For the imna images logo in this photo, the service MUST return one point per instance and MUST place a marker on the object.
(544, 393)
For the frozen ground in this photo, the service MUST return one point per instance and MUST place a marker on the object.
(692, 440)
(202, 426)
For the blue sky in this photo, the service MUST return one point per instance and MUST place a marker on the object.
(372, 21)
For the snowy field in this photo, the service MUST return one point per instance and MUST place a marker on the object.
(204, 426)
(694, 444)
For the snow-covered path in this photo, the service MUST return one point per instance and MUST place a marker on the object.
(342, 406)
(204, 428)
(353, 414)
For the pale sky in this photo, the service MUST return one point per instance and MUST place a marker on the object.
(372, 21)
===============
*DESCRIPTION OF THE TASK*
Copy from the line with "For the snowy" to the final line of the records, inclusive, and add nothing else.

*OUTPUT FOR THIS TASK*
For the snowy field in this photo, the service MUST return one point per instance and MUST place a marker on the object.
(204, 426)
(694, 444)
For the snow-covered path in this photo, the service MUST return one point per instance and MUST place a marker on the object.
(342, 406)
(204, 428)
(353, 414)
For the pale sky in this photo, the service MUST return one point per instance and MUST place a marker on the object.
(372, 21)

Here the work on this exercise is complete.